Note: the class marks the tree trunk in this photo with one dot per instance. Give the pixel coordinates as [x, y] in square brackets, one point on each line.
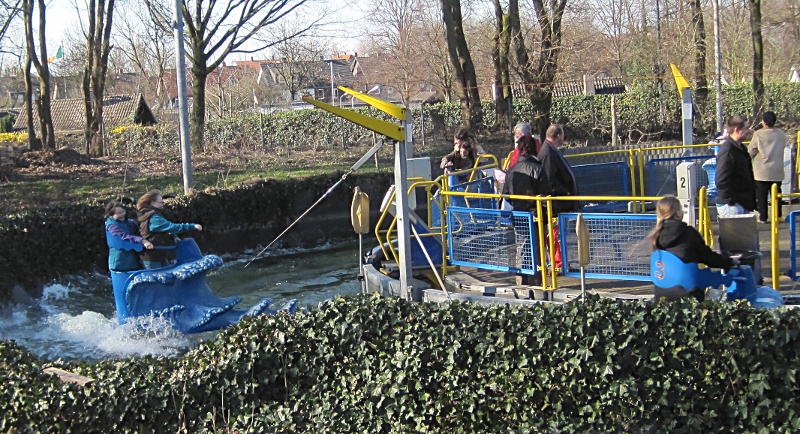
[758, 59]
[701, 82]
[471, 110]
[98, 43]
[539, 76]
[42, 69]
[198, 115]
[502, 42]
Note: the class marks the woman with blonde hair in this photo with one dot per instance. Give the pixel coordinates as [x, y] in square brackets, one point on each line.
[158, 230]
[673, 235]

──────────

WHAT THIS TASK INVOLVES →
Could you print all the entries exactly as they stand, with the pictures left out?

OUTPUT BELOW →
Note: the class marks the tree trunk in this photo with one dot per instance. Give the pixel coordinates as [x, y] in square brackets, one point on each line.
[758, 59]
[701, 82]
[471, 110]
[98, 43]
[539, 76]
[42, 69]
[198, 115]
[502, 42]
Note: the class marks the woman with blonde hair in this photo with one dot per instance. Give the pixel coordinates as [x, y] in square brackets, one point on each line.
[158, 230]
[673, 235]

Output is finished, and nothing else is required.